This exercise requires every record to be repeated exactly.
*** Block opens ***
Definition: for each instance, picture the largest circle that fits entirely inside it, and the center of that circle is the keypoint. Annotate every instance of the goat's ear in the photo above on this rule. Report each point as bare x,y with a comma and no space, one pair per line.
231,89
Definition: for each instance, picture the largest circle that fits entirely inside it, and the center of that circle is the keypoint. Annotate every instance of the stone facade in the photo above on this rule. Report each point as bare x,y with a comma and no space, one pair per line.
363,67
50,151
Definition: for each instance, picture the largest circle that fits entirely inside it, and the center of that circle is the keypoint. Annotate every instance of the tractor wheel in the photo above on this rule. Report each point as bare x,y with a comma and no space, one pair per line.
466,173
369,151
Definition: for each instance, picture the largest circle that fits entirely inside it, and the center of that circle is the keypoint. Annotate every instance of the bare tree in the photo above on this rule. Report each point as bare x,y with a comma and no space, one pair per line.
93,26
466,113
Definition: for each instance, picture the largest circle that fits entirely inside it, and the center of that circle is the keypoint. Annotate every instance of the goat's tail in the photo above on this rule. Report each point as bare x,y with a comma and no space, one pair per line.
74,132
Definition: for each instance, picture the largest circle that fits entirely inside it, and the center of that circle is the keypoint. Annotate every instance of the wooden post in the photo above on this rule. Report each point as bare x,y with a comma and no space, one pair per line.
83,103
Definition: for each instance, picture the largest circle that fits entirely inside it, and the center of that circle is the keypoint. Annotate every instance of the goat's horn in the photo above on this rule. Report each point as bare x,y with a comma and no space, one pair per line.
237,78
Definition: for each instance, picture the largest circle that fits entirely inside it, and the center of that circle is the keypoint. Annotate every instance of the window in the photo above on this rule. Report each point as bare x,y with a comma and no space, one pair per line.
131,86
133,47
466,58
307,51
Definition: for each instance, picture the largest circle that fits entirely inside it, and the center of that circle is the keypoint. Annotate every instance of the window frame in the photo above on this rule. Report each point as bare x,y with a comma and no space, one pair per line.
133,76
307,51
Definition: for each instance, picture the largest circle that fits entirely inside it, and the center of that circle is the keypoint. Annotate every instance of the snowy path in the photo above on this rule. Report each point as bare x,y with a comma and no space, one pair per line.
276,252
*** Block closes ***
Output for this task
Definition: for each instance, picture the largest circle that fits entirely inside it, and the center of that circle is the keypoint. Annotate every instance of the goat's ear in the photo above on this rule. Report each point as bare x,y with a comma and no space, one pair per line.
231,89
Definition: for each instance, picture the largest circle that fits entirely inside it, and the center of that circle is the keypoint. Annotate every instance of the stone facade in the photo above on this rule. Report each point as bare x,y with a comma and no space, one pair per line.
363,67
50,151
Definition: for each instance, picture the largest circle that fits entirely inside it, and the center of that circle is the keypoint. Annotate every instance of the tractor wheel in the photo above on this rule. Report each point as bare x,y with a comma and no space, one pair per line.
466,173
369,151
Definition: for each instance, picture the largest circle that fits entirely inside it, and the center of that circle is the keypoint. Annotate every instance of the bare tree in the photo above on this rule. Report each point as bare x,y with a comma and no space, one pair per line.
93,26
466,113
Definition: for each instance, picture the largest circle that fits entirely inside it, and the center of that circle is the keypoint. Annotate every instance of the goat's tail in the photo above on this rule. Report each point as bare x,y with a comma and no space, one pair per line.
74,132
Definition: for each instance, picture the largest circle that fits entirely inside it, and the center of that circle is the keypoint. Annotate every instance of the wooden post in the photo above on this rule. Report each point as bare x,y with a comma and no space, one pair per line.
83,103
Definition: for each instance, picture the largest circle that fits entirely inside it, and the center of that circle is the keypoint. Annotate every instance of the goat's horn in the photo above on this rule. Report each point as bare x,y with a comma and no space, one pair per line.
237,78
Definition: for each instance, picture the largest circle that fits entirely inside it, and the center of that circle is the keypoint. Annotate every instance of the window in the photo above on this rule. Report each point as bare x,y with a comma and no space, one pair per line.
131,86
133,47
466,58
307,51
Definition: for each instance, picture the largest circle that fits entirely inside it, and the center of that circle is the keypoint. Annotate every instance of the window frame in the photo above on this rule. Report each point as bare x,y with a comma and no space, one pair per line.
133,76
307,51
Definition: for each instance, picture the largest circle that fits entirely inside it, and the center of that circle is the keypoint. Annotate every instance of the snowy path in the photo above on this rule. Report each point as bare x,y with a comma and no space, one pair per line.
276,252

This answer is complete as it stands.